── Texto del documento

Los espacios que en la ciudad patagónica nacieron mediante tomas de tierras, no responden satisfactoriamente ni a la tipología de villa, ni a la de asentamiento. Al haber surgido frecuentemente sobre las laderas de los cerros, la mayoría de estas barriadas populares presentaron una trama irregular, quizás sin tanta preeminencia de pasillos angostos, pero sí de calles que pretendían sortear barreras físicas en espacios de pendiente o zonas anegables. A diferencia del AMBA, en CR las representaciones sociales dominantes sobre los asentamientos populares no se encuentran tan cargadas de prejuicios estigmatizadores y no suponen una disrupción demasiado marcada del paisaje urbano. De hecho, comparten con muchos barrios de clase media o media baja la falta de pavimentación de sus avenidas y calles, la ausencia de espacio público, una buena luminaria, mobiliario urbano, etc. En resumidas cuentas, debido al predominio de una imagen de continuidad entre los espacios populares y otras zonas residenciales de clase media, las disparidades barriales se ven atenuadas y los imaginarios geográficos (Lindón y Hiernaux, 2007) no se han cristalizado por barrio.

────

- _Tareas por realizar_
1 – Según el texto sobre los barrios surgidos por tomas de tierras, ¿sobre qué terreno surgieron con frecuencia estas barriadas populares?
2 – Con base en el texto sobre los barrios surgidos por tomas de tierras, explica por qué las disparidades barriales se ven atenuadas en CR.
3 – Prolonga el texto sobre los barrios surgidos por tomas de tierras a partir de su última oración.

── Listado de datos

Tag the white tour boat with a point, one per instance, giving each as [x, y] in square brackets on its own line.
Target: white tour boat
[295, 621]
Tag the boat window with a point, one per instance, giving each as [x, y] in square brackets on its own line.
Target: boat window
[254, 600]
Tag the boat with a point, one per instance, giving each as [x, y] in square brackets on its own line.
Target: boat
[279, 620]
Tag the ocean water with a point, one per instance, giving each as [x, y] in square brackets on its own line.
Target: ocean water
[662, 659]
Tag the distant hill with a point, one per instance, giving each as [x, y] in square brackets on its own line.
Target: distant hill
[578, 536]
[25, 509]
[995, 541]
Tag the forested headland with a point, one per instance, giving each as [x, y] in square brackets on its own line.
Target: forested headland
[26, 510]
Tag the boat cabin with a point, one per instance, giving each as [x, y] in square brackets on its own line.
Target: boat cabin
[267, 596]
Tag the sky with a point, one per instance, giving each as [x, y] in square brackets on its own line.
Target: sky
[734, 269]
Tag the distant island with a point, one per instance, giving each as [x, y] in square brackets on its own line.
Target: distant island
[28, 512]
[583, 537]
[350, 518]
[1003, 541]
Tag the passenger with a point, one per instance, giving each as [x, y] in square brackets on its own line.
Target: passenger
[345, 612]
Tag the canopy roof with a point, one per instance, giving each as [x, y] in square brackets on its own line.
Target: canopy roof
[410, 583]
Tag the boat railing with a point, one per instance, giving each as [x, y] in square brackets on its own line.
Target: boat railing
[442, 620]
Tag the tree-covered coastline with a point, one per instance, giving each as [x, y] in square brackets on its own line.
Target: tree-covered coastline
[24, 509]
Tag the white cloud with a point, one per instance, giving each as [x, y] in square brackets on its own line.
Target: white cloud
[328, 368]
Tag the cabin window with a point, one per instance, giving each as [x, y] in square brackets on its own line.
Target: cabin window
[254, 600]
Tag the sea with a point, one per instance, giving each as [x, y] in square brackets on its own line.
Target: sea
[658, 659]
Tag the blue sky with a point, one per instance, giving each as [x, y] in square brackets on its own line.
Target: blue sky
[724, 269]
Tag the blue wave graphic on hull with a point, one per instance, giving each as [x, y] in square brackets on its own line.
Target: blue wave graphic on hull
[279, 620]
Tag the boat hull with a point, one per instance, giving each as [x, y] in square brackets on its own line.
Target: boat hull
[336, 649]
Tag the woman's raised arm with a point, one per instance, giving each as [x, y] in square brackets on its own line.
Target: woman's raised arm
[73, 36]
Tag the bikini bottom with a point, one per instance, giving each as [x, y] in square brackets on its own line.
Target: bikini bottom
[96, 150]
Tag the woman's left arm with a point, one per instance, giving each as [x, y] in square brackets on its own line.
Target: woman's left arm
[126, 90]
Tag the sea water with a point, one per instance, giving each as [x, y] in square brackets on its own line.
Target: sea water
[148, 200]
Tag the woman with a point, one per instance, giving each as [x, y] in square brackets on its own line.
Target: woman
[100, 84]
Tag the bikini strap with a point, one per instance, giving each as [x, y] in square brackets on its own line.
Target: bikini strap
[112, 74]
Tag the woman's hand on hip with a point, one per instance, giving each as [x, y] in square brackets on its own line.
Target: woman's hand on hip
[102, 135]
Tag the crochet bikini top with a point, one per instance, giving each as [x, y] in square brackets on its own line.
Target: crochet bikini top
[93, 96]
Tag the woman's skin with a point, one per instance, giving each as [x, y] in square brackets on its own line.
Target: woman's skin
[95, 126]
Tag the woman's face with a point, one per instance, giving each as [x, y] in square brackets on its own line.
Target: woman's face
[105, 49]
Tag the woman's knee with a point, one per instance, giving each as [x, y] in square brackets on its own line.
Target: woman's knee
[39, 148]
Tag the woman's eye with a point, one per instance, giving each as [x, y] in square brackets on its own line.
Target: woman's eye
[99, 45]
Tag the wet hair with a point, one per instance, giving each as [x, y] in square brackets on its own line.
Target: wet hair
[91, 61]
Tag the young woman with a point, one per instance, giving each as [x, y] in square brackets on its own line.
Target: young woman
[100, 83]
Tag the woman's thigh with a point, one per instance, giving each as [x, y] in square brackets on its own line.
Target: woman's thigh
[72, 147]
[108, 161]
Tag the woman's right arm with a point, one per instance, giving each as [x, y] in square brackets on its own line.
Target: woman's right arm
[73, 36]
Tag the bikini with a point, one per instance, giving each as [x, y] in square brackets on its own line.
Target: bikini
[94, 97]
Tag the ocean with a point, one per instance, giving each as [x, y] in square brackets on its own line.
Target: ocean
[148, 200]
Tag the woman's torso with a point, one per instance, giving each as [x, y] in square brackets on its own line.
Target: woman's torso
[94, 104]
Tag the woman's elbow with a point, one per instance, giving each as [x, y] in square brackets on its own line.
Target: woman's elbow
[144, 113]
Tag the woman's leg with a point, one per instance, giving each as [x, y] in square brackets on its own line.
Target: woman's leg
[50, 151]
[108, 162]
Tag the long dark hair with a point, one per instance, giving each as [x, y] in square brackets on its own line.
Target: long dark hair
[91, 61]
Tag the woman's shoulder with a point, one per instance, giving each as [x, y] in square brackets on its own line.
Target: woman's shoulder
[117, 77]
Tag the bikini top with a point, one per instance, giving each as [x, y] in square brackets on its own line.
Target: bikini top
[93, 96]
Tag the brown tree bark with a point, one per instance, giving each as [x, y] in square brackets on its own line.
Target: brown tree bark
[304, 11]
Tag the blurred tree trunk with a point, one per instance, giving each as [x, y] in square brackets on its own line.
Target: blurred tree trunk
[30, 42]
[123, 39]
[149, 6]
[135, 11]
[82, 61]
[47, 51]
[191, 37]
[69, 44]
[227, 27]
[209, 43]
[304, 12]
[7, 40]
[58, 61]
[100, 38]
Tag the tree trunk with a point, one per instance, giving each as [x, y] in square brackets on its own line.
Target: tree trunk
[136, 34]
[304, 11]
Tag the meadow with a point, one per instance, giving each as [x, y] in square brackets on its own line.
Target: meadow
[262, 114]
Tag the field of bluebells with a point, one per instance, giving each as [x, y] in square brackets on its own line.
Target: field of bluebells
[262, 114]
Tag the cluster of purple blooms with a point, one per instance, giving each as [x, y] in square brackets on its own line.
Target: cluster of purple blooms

────

- _Resultados por tarea_
1 – Surgieron con frecuencia sobre las laderas de los cerros.

2 – Se ven atenuadas por el predominio de una imagen de continuidad entre los espacios populares y otras zonas residenciales de clase media. Estos barrios comparten con muchos de clase media o media baja la falta de pavimentación, la ausencia de espacio público y la carencia de buena luminaria y de mobiliario urbano.

3 –
En nuestro análisis comparativo, todo apunta a que en la localidad chubutense las distancias socioespaciales tienden a acortarse. Al respecto, el primer factor explicativo se vincula con un imaginario dominante que identifica a la ciudad petrolera con el trabajo y el ascenso social. De algún modo, dichas representaciones sociales permean a todo el territorio comodorense, afectando incluso el modo en que se piensan a los asentamientos populares. Vale la pena recordar que los mismos surgieron, mayormente, en contextos de pleno empleo. En segunda instancia, ciertos elementos claves en la interpretación de las villas del AMBA no se encuentran presentes en el imaginario colectivo dominante comodorense.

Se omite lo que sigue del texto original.